======== Records supplied ========

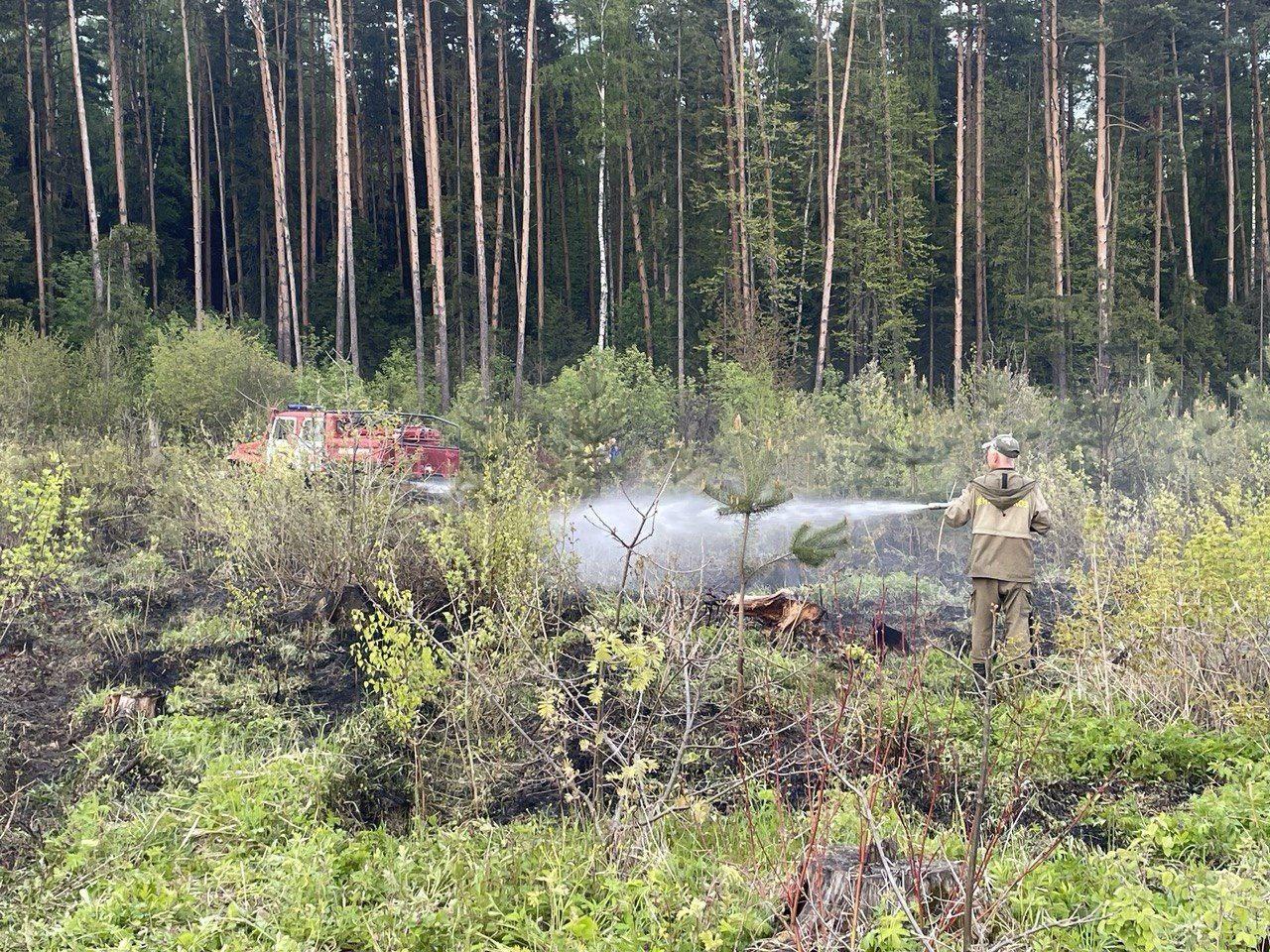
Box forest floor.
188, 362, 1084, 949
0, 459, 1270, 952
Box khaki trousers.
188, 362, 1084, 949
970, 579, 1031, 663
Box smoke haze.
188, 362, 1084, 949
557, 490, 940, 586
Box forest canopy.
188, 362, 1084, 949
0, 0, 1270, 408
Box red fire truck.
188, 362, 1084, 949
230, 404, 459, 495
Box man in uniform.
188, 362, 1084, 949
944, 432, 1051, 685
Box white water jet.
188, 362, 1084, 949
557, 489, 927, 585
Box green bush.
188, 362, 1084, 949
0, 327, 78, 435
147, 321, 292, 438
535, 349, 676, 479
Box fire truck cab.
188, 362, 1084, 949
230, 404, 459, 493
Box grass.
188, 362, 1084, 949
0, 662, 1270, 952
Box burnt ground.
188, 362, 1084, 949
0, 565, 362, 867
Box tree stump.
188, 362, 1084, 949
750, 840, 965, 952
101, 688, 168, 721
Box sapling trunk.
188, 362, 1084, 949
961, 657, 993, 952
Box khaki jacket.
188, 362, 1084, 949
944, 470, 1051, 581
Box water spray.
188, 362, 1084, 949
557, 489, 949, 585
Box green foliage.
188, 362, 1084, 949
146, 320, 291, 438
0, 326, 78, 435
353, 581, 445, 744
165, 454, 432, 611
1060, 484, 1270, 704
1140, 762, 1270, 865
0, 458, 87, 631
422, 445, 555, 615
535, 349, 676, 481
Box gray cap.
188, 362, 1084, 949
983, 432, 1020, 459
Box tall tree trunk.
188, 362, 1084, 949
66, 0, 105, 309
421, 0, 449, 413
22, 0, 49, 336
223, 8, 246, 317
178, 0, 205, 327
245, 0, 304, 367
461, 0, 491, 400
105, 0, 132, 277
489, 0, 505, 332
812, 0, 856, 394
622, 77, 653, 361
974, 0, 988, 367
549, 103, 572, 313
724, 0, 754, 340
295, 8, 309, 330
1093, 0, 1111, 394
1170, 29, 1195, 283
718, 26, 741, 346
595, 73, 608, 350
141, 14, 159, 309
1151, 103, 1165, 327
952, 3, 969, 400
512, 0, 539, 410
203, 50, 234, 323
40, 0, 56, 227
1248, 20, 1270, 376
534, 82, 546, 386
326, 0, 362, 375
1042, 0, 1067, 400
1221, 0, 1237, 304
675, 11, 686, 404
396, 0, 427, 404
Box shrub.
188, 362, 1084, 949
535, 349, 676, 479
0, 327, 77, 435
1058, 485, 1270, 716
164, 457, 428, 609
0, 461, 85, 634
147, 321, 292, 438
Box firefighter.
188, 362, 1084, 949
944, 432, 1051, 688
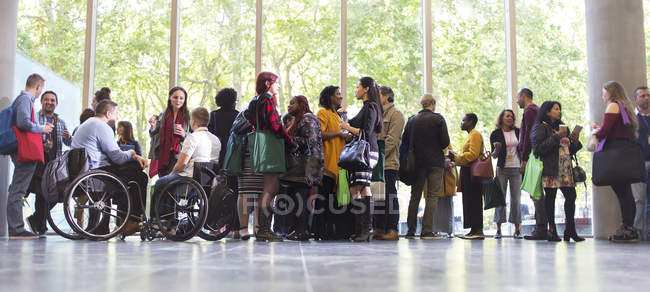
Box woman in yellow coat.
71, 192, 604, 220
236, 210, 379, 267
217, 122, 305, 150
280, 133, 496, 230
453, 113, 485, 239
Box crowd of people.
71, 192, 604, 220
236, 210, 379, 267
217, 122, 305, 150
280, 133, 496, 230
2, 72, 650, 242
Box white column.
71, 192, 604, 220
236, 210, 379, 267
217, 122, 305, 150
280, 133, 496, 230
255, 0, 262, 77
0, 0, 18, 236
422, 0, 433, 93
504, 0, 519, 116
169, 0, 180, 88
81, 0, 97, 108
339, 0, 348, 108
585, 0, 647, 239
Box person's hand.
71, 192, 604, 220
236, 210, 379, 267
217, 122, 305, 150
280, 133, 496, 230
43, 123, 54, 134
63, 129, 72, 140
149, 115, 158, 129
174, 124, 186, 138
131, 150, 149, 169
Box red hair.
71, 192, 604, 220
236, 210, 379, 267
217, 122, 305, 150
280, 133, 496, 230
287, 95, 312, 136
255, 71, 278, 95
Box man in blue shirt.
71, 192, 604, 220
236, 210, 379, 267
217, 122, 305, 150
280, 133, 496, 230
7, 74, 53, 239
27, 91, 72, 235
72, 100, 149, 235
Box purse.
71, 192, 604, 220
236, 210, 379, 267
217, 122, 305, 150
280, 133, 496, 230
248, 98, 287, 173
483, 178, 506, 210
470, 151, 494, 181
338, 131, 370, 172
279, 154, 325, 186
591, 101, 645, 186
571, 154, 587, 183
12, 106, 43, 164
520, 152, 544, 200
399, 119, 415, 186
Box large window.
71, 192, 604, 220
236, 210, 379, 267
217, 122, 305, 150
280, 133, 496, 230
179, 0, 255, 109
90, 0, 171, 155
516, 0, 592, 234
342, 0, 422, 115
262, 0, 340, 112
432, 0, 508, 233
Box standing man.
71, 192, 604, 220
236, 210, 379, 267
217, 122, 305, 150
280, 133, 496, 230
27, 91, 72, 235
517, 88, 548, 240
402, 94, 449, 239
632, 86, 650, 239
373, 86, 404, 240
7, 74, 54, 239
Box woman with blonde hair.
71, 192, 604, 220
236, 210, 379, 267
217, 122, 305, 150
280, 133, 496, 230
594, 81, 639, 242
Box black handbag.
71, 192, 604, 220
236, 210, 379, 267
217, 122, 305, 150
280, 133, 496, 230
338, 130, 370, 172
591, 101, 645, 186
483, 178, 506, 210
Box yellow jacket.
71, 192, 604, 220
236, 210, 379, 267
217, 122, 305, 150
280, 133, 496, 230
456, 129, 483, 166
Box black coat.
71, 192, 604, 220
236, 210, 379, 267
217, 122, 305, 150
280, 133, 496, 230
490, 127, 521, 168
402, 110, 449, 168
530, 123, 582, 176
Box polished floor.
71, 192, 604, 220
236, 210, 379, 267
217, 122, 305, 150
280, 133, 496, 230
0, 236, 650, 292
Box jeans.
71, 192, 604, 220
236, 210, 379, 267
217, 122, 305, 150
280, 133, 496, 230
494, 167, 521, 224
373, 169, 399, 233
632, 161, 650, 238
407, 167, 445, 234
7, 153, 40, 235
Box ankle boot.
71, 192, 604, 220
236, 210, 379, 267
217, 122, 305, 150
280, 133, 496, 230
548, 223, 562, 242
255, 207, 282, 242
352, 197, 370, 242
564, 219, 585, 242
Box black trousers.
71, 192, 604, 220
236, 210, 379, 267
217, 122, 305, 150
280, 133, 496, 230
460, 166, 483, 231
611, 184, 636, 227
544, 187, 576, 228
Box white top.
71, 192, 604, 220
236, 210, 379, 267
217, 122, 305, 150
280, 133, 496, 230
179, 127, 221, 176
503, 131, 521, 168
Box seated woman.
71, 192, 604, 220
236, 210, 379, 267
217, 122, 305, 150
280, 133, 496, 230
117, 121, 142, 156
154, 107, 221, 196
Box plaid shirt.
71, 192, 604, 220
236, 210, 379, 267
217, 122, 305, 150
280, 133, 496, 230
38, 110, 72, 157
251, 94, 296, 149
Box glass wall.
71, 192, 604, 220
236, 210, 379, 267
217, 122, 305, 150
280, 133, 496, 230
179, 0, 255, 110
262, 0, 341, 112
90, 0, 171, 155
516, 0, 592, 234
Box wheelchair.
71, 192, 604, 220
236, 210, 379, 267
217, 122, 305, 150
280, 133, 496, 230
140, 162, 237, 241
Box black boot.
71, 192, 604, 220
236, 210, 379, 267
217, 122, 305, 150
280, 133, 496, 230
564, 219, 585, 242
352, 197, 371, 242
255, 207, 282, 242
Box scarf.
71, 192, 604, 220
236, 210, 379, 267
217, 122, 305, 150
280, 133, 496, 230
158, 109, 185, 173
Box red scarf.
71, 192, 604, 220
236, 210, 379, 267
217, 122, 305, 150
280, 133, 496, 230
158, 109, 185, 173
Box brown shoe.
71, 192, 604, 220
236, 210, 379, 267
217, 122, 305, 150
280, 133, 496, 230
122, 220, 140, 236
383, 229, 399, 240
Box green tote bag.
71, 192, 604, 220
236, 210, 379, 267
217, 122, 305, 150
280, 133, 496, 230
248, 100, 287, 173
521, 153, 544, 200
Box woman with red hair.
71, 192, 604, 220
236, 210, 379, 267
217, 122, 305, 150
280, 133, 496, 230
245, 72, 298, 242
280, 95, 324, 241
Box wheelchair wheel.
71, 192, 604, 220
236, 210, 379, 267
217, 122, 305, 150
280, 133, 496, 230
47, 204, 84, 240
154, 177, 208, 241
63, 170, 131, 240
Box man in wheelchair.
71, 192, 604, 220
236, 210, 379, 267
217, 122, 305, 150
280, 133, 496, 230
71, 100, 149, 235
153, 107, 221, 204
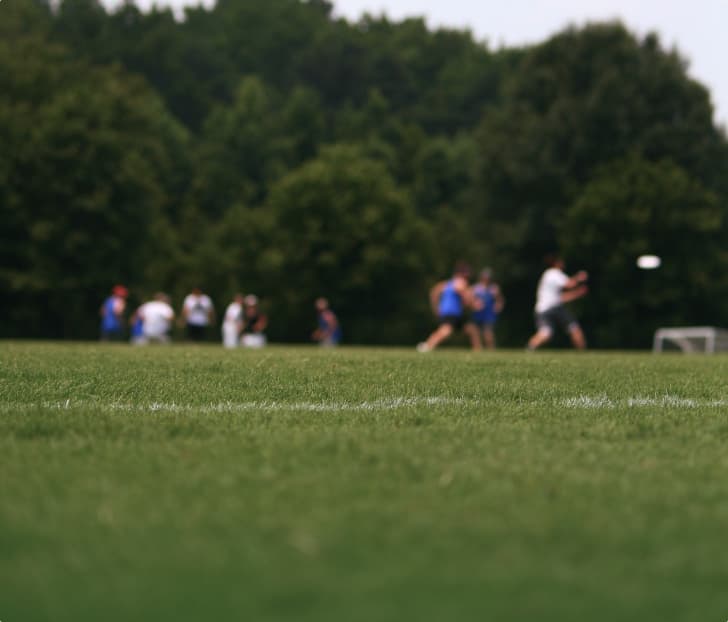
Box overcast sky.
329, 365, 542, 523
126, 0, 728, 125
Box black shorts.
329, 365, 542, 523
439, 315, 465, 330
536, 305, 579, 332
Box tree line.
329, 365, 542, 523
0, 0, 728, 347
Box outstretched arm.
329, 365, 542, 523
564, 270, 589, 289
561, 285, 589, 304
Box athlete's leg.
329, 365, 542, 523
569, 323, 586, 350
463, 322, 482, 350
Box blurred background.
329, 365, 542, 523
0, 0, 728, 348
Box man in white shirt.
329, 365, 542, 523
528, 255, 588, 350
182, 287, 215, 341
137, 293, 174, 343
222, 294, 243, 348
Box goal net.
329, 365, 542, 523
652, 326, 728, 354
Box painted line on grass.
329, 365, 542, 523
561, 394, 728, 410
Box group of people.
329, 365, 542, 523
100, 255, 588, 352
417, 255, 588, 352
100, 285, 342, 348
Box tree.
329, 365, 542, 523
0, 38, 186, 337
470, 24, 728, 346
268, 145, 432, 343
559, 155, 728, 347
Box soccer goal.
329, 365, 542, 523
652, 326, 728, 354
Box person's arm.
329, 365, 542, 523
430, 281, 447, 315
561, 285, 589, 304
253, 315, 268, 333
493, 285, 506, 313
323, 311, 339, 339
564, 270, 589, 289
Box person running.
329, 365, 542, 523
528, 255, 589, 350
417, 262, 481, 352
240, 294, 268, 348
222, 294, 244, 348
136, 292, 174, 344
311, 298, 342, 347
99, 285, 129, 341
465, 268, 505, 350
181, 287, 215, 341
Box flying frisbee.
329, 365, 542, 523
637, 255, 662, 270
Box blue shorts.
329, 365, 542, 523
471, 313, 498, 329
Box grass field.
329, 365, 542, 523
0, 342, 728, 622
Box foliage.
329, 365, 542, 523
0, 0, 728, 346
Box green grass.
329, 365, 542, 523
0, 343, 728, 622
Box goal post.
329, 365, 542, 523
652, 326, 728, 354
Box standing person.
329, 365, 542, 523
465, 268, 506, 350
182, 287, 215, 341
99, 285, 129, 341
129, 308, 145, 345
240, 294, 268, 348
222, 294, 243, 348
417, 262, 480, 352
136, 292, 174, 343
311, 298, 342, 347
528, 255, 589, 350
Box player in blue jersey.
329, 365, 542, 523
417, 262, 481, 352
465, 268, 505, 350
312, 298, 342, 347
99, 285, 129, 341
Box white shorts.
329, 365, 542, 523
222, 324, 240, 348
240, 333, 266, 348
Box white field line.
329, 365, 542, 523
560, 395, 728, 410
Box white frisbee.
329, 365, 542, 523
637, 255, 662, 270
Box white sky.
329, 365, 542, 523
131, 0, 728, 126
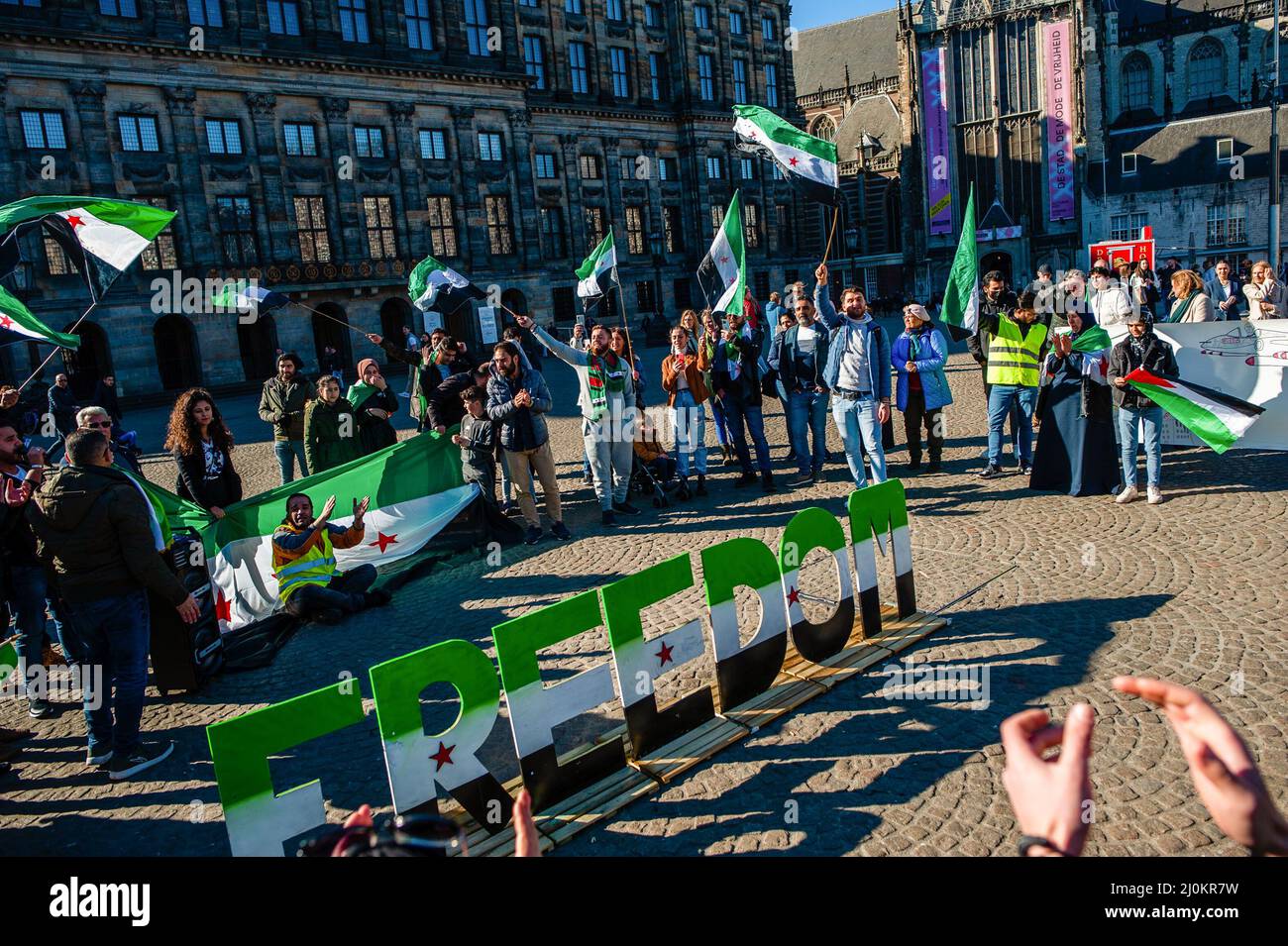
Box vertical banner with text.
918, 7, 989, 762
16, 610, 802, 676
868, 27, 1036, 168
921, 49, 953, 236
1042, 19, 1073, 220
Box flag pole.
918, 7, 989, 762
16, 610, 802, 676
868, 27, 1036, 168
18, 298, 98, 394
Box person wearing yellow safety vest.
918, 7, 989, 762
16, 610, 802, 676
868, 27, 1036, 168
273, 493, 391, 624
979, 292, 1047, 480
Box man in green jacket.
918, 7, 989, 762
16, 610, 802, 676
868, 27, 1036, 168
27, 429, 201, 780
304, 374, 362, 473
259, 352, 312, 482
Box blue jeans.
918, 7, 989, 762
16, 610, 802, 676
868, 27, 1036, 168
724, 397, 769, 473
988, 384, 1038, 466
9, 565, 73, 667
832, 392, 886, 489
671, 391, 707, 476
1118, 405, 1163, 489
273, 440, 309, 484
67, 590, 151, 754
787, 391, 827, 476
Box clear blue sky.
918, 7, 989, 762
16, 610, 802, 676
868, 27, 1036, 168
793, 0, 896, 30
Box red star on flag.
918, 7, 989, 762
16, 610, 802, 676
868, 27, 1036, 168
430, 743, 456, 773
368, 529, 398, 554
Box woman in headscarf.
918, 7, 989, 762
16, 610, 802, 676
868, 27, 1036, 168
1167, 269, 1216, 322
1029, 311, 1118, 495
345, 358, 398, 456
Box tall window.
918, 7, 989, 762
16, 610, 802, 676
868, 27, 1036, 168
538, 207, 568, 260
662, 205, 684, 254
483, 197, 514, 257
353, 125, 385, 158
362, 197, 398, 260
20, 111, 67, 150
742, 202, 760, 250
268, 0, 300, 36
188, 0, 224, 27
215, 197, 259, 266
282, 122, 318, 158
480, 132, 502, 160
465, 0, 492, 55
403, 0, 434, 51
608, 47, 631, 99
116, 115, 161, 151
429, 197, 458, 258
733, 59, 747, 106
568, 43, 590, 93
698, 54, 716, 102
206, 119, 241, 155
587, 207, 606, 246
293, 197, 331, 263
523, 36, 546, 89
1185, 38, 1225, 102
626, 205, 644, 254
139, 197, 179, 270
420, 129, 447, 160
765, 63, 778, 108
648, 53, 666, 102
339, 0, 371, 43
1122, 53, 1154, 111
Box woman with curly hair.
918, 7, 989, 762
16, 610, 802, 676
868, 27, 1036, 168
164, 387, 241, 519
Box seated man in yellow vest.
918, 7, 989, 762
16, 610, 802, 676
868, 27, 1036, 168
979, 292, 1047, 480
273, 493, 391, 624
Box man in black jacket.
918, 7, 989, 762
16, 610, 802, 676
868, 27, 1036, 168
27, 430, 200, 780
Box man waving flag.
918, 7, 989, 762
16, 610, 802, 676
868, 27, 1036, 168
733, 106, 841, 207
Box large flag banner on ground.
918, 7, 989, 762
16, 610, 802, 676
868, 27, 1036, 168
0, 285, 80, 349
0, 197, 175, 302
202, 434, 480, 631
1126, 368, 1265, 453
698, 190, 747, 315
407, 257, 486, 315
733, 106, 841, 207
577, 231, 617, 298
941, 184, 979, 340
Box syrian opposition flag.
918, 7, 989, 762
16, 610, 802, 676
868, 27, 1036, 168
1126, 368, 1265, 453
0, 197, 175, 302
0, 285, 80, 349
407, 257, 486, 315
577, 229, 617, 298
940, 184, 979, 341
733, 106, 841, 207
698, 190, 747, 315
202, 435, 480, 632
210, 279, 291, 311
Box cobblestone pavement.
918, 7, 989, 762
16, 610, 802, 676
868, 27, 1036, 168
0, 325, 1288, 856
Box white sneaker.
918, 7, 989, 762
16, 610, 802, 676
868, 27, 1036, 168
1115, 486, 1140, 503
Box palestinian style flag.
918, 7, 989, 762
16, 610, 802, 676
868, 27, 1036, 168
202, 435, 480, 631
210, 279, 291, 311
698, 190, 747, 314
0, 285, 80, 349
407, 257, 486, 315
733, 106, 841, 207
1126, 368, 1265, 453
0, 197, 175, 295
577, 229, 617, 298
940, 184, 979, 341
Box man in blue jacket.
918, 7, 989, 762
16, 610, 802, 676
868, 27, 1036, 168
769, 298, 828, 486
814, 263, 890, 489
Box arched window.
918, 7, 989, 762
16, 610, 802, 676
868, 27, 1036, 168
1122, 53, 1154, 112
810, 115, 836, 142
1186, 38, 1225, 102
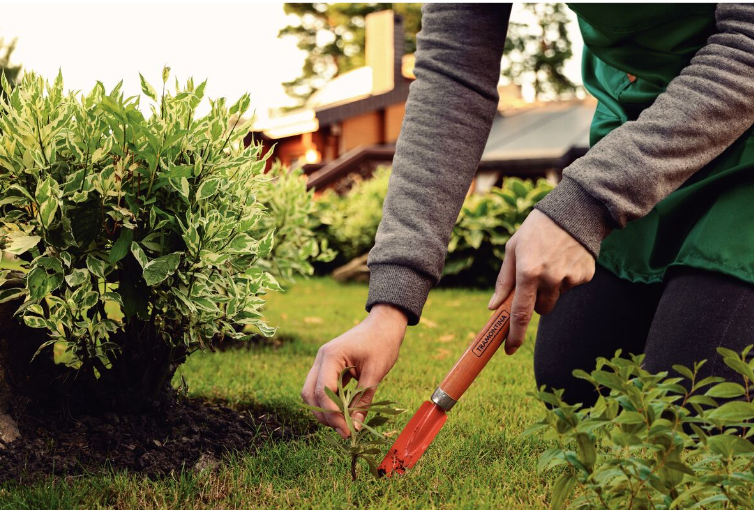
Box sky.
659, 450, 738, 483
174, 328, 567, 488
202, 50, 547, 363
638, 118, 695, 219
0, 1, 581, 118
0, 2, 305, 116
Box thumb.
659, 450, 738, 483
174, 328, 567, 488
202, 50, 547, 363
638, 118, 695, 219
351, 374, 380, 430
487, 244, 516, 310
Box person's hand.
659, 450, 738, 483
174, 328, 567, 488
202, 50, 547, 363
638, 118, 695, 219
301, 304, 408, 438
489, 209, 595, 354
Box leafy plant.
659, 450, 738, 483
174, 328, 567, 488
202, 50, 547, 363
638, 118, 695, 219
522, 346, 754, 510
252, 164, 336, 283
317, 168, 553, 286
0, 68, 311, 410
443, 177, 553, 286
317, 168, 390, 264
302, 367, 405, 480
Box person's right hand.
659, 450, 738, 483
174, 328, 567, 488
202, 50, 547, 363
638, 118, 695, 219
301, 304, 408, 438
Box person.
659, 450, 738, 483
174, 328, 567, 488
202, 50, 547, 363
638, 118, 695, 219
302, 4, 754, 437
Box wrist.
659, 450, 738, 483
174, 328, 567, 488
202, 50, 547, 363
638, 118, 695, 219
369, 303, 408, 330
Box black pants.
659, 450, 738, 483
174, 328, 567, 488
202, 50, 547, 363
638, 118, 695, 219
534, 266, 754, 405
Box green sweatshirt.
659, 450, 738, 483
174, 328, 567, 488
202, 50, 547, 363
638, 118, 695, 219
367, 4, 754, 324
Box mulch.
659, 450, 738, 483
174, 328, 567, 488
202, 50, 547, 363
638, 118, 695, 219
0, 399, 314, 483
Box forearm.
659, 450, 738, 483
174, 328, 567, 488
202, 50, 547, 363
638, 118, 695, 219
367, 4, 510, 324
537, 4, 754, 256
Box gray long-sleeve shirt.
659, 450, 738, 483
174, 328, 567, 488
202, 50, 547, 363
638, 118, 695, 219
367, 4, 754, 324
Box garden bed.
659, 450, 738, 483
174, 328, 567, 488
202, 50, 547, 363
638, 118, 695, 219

========

* Required task: Rewrite the lines from the start of the image region labeling lines up to and including the line with "961, 657, 993, 952", swapping "fire truck" for "fire engine" and changing nothing else. Leave the pictures out of your answer.

* Correct result:
Box forest floor.
188, 362, 1084, 949
0, 459, 1270, 952
Box khaki trousers.
188, 362, 1084, 949
970, 579, 1031, 663
Box smoke haze.
188, 362, 1084, 949
557, 490, 940, 586
Box forest canopy.
188, 362, 1084, 949
0, 0, 1270, 408
Box red fire engine.
188, 362, 1084, 949
230, 404, 459, 495
Box man in uniform.
188, 362, 1084, 949
944, 432, 1051, 685
Box white water jet.
188, 362, 1084, 949
557, 489, 927, 585
Box green bush.
188, 362, 1084, 949
0, 327, 78, 435
147, 321, 292, 438
535, 349, 676, 479
Box fire engine cab.
188, 362, 1084, 949
230, 404, 459, 493
Box grass.
188, 362, 1084, 949
0, 662, 1270, 952
Box burnt ground.
188, 362, 1084, 949
0, 565, 362, 867
Box tree stump.
188, 362, 1084, 949
750, 840, 965, 952
101, 688, 168, 721
Box sapling trunk.
188, 362, 1084, 949
961, 657, 993, 952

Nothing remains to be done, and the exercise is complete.